**Requirement 1**
In the page text, which company published Open Source Leadership?

As the nature of how companies do business changes, what about time-honored managerial styles? Do they need to change as well?
Open Source Leadership is a newly published book by business author former Coca-Cola and Morgan Stanley executive and Rajeev Peshawaria. Published by McGraw-Hill, Peshawaria’s book contends that many of the many management practices that persist today are no longer well-aligned with the reality of current workplaces, current employees … or even society in general.
One fundamental change that has happened just in the past generation is what Preshawaria labels “uber-connectivity.” Thanks to the Internet, mobile phones and other communication technologies, people are able to access information on nearly any topic and obtain answers to any question — wherever they are and whenever they want.
According to the author, this near-limitless access to information empowers people to an unprecedented degree – and it narrows the gulf between “experts” and “regular folks.”
As for “guru-worship” – the inclination of at least some people to seek out and learn from the soothsayers in the business world … that’s yesterday’s bread.
Lest Peshawaria be accused of being what he himself declares irrelevant, he remarks, “The guru is dead. Long live the Google.”
Couple uber-connectivity with increasing world population plus the concentration of that population in urban areas, and the result is companies that are now able to source talent and knowledge from wherever they exist.
How do these changes affect the theory and practice of business management?

Image region labeling records:
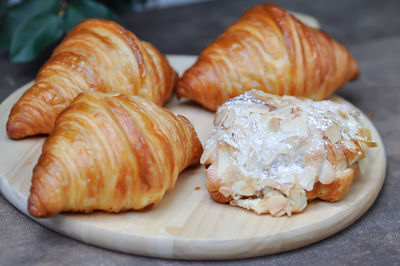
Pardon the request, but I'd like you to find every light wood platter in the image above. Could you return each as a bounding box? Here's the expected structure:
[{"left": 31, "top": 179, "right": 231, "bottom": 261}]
[{"left": 0, "top": 56, "right": 386, "bottom": 260}]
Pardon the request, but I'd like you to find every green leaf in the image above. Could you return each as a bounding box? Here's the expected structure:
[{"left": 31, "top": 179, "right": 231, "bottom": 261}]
[
  {"left": 10, "top": 13, "right": 64, "bottom": 62},
  {"left": 64, "top": 0, "right": 119, "bottom": 31},
  {"left": 0, "top": 0, "right": 60, "bottom": 50}
]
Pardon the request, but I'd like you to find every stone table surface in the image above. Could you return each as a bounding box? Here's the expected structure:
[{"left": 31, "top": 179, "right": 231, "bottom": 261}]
[{"left": 0, "top": 0, "right": 400, "bottom": 265}]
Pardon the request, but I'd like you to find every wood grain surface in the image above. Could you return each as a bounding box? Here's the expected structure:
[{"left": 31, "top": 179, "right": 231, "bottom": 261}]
[{"left": 0, "top": 56, "right": 386, "bottom": 260}]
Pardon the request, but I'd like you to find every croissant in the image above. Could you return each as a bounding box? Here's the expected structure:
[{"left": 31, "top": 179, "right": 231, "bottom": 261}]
[
  {"left": 28, "top": 92, "right": 202, "bottom": 217},
  {"left": 176, "top": 3, "right": 359, "bottom": 111},
  {"left": 7, "top": 19, "right": 177, "bottom": 139},
  {"left": 201, "top": 90, "right": 376, "bottom": 216}
]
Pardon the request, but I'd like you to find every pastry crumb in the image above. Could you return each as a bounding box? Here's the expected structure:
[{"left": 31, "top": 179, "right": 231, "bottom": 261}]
[
  {"left": 382, "top": 131, "right": 392, "bottom": 138},
  {"left": 367, "top": 112, "right": 376, "bottom": 120}
]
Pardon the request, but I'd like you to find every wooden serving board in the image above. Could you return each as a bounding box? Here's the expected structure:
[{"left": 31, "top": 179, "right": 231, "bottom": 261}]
[{"left": 0, "top": 56, "right": 386, "bottom": 260}]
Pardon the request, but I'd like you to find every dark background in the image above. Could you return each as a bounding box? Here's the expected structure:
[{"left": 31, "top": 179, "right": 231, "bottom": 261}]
[{"left": 0, "top": 0, "right": 400, "bottom": 265}]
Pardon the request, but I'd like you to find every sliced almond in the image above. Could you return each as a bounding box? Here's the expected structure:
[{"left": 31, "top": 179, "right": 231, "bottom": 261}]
[
  {"left": 343, "top": 140, "right": 358, "bottom": 152},
  {"left": 222, "top": 112, "right": 235, "bottom": 128},
  {"left": 359, "top": 140, "right": 378, "bottom": 148},
  {"left": 358, "top": 157, "right": 369, "bottom": 175},
  {"left": 232, "top": 180, "right": 256, "bottom": 196},
  {"left": 338, "top": 109, "right": 348, "bottom": 119},
  {"left": 298, "top": 166, "right": 317, "bottom": 191},
  {"left": 325, "top": 125, "right": 342, "bottom": 143},
  {"left": 361, "top": 127, "right": 371, "bottom": 140},
  {"left": 319, "top": 159, "right": 335, "bottom": 185},
  {"left": 290, "top": 189, "right": 307, "bottom": 212},
  {"left": 218, "top": 186, "right": 233, "bottom": 198},
  {"left": 267, "top": 196, "right": 288, "bottom": 215},
  {"left": 281, "top": 117, "right": 308, "bottom": 135},
  {"left": 268, "top": 117, "right": 282, "bottom": 132},
  {"left": 200, "top": 141, "right": 217, "bottom": 164}
]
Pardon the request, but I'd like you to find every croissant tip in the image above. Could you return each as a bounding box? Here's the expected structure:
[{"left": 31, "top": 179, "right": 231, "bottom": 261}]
[
  {"left": 6, "top": 121, "right": 26, "bottom": 139},
  {"left": 28, "top": 193, "right": 47, "bottom": 218}
]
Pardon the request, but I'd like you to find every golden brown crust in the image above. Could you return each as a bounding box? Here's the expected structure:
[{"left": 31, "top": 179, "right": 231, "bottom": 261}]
[
  {"left": 28, "top": 92, "right": 203, "bottom": 217},
  {"left": 7, "top": 19, "right": 177, "bottom": 139},
  {"left": 177, "top": 3, "right": 359, "bottom": 111},
  {"left": 307, "top": 163, "right": 359, "bottom": 202}
]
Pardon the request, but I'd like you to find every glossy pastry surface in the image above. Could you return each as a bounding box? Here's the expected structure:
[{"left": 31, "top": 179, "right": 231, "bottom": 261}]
[
  {"left": 7, "top": 19, "right": 177, "bottom": 139},
  {"left": 177, "top": 3, "right": 359, "bottom": 111},
  {"left": 201, "top": 90, "right": 376, "bottom": 216},
  {"left": 28, "top": 92, "right": 202, "bottom": 217}
]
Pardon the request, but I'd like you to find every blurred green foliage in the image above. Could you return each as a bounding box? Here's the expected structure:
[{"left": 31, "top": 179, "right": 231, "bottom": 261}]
[{"left": 0, "top": 0, "right": 147, "bottom": 62}]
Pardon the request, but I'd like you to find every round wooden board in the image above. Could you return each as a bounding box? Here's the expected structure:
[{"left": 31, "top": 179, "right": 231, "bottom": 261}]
[{"left": 0, "top": 56, "right": 386, "bottom": 260}]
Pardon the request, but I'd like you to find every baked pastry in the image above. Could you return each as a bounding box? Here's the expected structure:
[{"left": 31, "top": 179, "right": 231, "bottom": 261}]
[
  {"left": 176, "top": 3, "right": 359, "bottom": 111},
  {"left": 7, "top": 19, "right": 177, "bottom": 139},
  {"left": 28, "top": 92, "right": 203, "bottom": 217},
  {"left": 201, "top": 90, "right": 376, "bottom": 216}
]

**Requirement 2**
Copy out the records word for word, from the line containing "Pardon the request, but I'd like you to find every baked" through the end of the records.

**Task result 1**
McGraw-Hill

**Task result 2**
Pardon the request, but I'd like you to find every baked pastry in the image above. Could you return each as a bounding box? Here's the expected structure:
[{"left": 31, "top": 179, "right": 231, "bottom": 261}]
[
  {"left": 176, "top": 3, "right": 359, "bottom": 111},
  {"left": 7, "top": 19, "right": 177, "bottom": 139},
  {"left": 28, "top": 92, "right": 203, "bottom": 217},
  {"left": 201, "top": 90, "right": 376, "bottom": 216}
]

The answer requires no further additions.